Records from a pointing dataset:
** start **

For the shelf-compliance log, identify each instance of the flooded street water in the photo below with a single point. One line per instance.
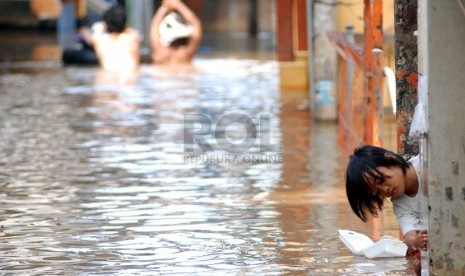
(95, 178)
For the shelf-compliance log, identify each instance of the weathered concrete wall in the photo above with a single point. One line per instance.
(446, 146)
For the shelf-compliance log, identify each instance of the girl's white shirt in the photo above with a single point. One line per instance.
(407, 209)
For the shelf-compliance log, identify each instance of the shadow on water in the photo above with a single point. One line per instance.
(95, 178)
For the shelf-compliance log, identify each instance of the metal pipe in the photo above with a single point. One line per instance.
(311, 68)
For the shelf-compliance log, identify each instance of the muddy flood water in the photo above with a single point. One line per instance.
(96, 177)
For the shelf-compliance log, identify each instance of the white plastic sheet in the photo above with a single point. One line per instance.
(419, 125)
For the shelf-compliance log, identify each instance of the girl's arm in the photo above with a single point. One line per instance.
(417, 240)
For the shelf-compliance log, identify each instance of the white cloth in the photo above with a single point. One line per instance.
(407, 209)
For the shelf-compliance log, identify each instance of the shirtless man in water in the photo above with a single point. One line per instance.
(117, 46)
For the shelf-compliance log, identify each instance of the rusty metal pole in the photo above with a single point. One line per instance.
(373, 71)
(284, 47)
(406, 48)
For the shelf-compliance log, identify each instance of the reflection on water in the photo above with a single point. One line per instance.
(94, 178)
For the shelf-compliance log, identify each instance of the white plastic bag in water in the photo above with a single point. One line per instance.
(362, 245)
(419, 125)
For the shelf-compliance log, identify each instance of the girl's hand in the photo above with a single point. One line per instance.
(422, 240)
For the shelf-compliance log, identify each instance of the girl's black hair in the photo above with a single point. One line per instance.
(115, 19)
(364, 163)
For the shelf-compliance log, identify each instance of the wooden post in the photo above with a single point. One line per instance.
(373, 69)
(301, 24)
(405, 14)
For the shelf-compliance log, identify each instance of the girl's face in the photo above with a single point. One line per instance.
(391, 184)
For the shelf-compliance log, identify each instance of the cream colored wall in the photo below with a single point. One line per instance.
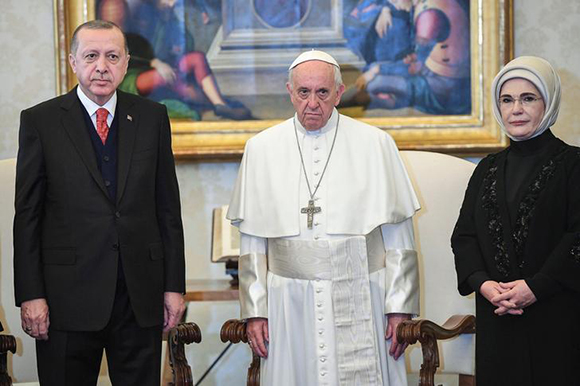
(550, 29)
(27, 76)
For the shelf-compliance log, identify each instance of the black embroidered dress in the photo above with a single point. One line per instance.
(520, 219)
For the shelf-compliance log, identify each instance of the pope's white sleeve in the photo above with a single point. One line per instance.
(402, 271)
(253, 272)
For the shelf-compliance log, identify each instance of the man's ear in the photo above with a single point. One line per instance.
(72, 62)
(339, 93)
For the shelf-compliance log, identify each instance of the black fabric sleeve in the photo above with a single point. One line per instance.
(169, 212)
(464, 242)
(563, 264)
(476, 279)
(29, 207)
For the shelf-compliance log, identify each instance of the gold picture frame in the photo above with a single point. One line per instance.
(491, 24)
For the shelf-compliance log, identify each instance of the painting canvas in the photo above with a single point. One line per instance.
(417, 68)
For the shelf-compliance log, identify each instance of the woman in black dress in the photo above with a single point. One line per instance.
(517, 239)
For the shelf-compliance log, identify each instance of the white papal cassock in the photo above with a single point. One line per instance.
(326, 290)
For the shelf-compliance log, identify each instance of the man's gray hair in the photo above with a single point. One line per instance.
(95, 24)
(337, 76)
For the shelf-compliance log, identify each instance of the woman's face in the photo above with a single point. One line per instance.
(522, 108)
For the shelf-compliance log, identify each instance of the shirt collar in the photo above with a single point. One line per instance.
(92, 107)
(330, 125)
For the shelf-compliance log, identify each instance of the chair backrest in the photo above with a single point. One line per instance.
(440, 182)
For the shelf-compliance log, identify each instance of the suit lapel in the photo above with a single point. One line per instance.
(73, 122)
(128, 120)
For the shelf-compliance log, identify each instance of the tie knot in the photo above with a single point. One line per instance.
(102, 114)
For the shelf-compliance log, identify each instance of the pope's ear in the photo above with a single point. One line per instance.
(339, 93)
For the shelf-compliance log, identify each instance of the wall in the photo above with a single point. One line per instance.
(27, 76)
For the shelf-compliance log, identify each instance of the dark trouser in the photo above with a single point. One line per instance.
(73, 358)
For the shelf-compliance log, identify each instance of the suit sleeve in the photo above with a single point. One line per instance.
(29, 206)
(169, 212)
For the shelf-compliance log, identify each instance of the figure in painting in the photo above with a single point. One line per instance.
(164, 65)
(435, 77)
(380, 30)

** end **
** start **

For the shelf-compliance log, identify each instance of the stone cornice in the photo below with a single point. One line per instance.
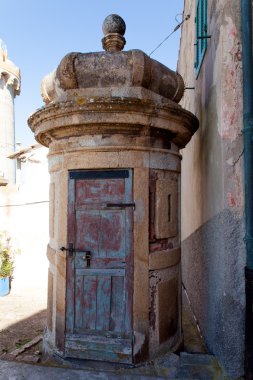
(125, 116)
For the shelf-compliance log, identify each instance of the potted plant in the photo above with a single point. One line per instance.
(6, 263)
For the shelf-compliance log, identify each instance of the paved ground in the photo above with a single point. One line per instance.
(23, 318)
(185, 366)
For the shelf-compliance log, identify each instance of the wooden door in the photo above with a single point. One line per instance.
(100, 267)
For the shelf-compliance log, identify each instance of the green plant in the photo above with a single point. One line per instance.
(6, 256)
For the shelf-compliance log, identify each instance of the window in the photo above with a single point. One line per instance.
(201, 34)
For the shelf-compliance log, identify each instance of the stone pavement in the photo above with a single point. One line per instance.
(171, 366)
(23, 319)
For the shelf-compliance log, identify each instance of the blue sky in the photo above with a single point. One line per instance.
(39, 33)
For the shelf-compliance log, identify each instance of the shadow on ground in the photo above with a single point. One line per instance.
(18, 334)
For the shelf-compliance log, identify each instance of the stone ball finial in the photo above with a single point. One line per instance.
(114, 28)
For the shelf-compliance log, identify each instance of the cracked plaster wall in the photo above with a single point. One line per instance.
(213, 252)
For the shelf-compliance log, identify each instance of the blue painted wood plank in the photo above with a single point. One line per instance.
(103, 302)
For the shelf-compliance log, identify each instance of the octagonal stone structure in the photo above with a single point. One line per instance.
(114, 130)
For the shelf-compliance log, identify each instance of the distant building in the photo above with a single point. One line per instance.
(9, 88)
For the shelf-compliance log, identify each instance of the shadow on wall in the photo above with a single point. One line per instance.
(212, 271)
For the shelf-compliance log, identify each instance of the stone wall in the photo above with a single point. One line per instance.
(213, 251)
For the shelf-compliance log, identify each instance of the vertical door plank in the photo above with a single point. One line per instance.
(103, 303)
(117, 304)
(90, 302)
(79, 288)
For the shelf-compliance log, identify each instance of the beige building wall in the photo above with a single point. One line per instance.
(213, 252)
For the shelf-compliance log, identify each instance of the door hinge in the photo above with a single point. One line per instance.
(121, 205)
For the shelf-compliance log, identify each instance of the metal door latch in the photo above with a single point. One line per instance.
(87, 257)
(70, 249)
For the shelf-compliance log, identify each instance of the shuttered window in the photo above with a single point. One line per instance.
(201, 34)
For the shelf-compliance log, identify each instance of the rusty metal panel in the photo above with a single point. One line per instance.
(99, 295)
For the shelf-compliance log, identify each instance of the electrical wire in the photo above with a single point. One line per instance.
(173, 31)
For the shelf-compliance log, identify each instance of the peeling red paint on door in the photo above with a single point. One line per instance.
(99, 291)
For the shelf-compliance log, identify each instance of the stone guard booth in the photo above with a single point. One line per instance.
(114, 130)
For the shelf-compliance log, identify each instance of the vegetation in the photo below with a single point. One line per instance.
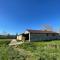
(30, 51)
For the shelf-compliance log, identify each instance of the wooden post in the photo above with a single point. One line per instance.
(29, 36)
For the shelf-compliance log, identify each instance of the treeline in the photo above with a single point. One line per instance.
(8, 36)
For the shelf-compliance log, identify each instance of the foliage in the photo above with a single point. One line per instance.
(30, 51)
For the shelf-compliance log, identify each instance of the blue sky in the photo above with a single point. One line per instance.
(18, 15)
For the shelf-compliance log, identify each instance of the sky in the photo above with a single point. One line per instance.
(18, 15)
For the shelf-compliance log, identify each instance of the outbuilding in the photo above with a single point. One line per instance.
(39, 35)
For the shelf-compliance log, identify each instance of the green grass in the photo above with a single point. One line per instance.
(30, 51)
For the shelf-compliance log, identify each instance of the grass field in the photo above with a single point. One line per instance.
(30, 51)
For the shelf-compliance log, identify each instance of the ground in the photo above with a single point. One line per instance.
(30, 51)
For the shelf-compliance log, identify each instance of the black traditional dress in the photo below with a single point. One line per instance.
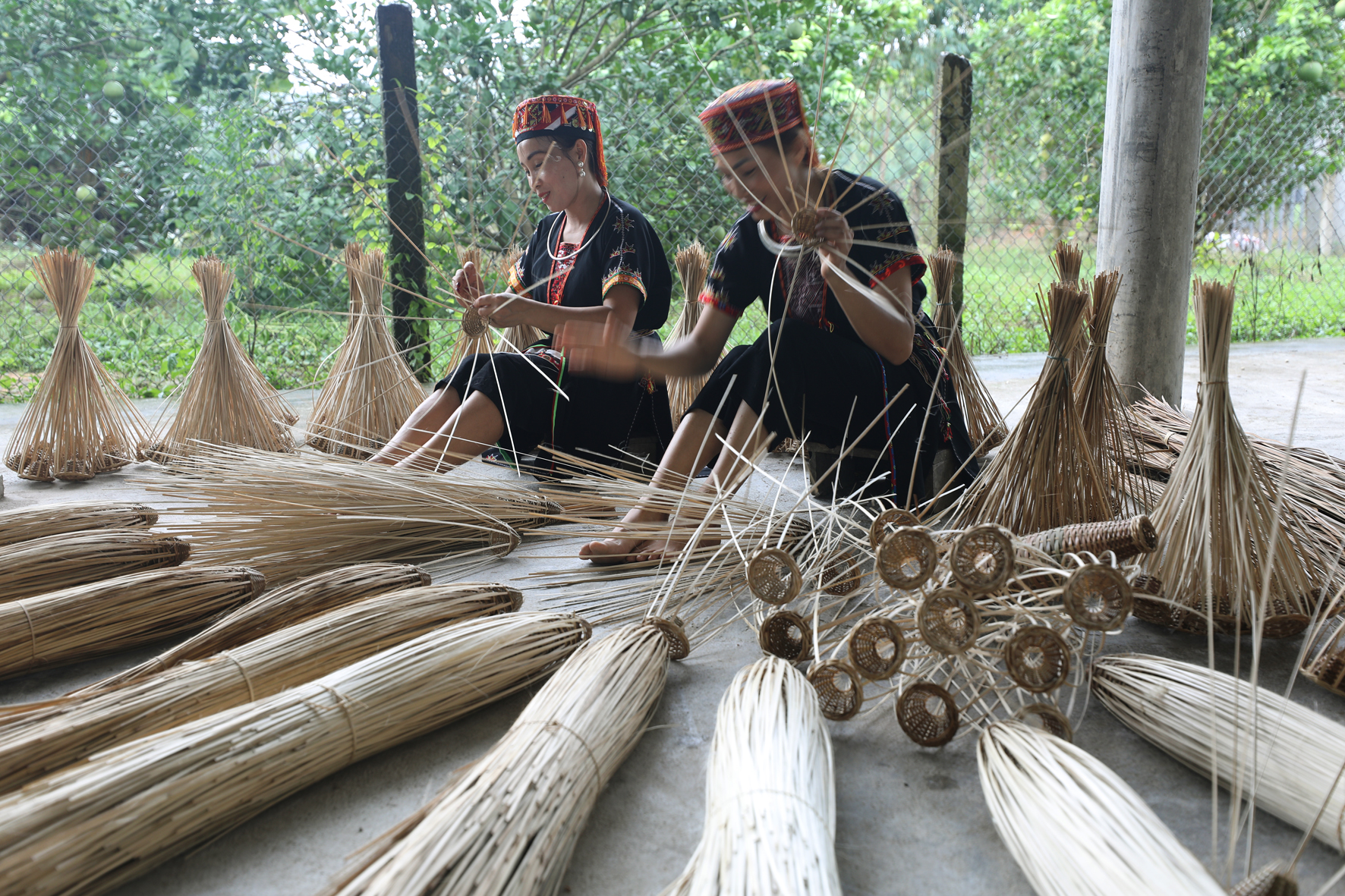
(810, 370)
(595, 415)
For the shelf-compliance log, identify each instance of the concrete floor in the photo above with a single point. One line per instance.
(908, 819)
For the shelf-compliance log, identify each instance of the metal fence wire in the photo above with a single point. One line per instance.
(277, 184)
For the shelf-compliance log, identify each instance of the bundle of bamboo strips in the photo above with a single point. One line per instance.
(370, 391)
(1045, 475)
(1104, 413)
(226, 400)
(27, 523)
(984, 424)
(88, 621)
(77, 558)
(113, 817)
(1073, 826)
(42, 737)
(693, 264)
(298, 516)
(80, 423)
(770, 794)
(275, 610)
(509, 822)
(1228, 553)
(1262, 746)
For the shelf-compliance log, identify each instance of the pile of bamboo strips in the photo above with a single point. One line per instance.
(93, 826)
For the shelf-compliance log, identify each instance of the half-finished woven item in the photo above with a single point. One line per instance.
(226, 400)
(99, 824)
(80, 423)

** end **
** start **

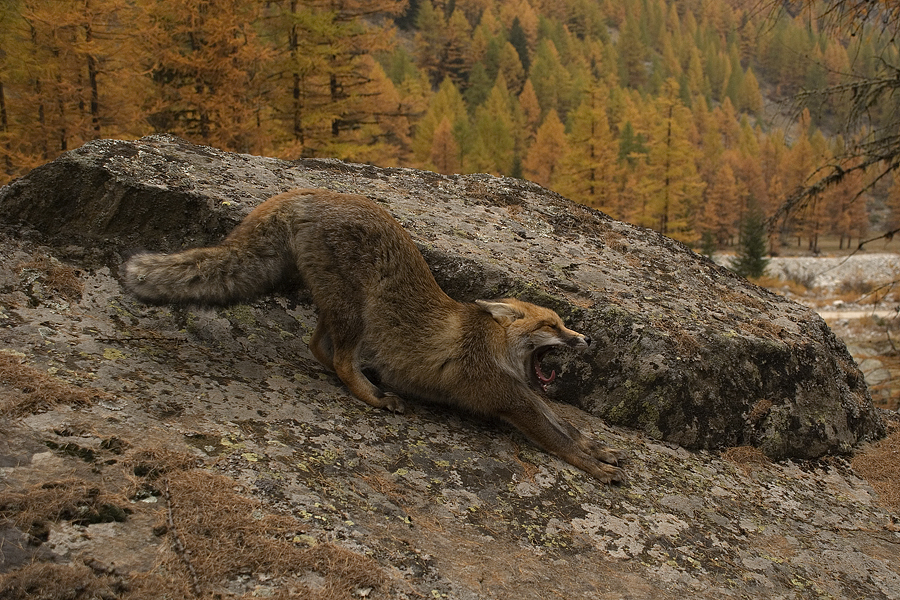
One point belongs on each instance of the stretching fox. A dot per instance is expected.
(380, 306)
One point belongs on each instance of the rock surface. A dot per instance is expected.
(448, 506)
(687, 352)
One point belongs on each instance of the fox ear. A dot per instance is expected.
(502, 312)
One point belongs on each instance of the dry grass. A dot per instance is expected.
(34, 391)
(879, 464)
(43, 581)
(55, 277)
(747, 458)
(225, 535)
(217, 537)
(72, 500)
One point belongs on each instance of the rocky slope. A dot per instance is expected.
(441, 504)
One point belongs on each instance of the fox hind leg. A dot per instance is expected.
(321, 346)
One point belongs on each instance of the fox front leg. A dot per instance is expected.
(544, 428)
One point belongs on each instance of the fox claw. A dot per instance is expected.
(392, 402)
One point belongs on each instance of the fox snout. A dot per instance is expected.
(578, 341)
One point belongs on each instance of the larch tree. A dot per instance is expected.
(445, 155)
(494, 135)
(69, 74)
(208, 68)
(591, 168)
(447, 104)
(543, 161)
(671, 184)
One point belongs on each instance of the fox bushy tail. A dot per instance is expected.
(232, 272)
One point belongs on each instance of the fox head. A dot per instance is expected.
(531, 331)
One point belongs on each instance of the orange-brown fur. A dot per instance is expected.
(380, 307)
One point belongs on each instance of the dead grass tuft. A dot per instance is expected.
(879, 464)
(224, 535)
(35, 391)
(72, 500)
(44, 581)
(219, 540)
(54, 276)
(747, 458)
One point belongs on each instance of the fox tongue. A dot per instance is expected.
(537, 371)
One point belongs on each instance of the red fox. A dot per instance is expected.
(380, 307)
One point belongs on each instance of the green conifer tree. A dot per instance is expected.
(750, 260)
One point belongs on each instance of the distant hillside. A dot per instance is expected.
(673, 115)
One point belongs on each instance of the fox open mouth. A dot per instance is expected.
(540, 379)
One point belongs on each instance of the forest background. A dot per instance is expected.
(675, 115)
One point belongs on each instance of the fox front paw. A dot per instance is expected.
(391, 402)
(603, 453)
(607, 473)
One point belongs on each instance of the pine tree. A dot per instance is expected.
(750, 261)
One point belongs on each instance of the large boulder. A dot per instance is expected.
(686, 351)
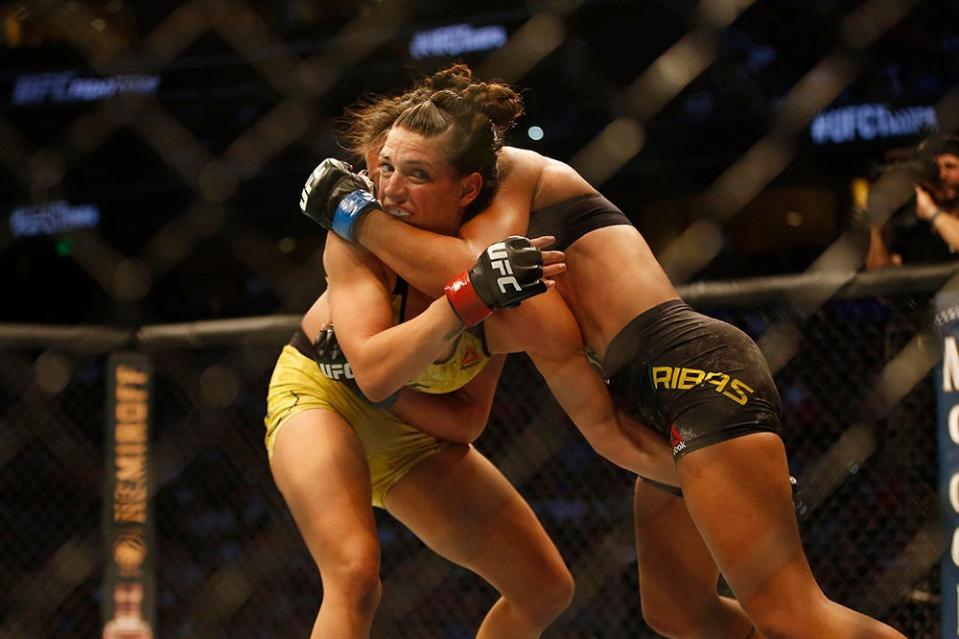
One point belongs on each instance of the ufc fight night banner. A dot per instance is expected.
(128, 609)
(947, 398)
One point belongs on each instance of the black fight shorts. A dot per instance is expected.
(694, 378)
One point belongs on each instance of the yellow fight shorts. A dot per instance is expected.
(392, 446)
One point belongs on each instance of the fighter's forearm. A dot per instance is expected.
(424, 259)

** end **

Pull out every line of the records above that contains the word "front", and copy each one in full.

> Response for this exercise
One point belongs on each instance of the fox front leg. A dot per instance is expected.
One point belongs on each instance of the fox front paw. A dot per instance is expected.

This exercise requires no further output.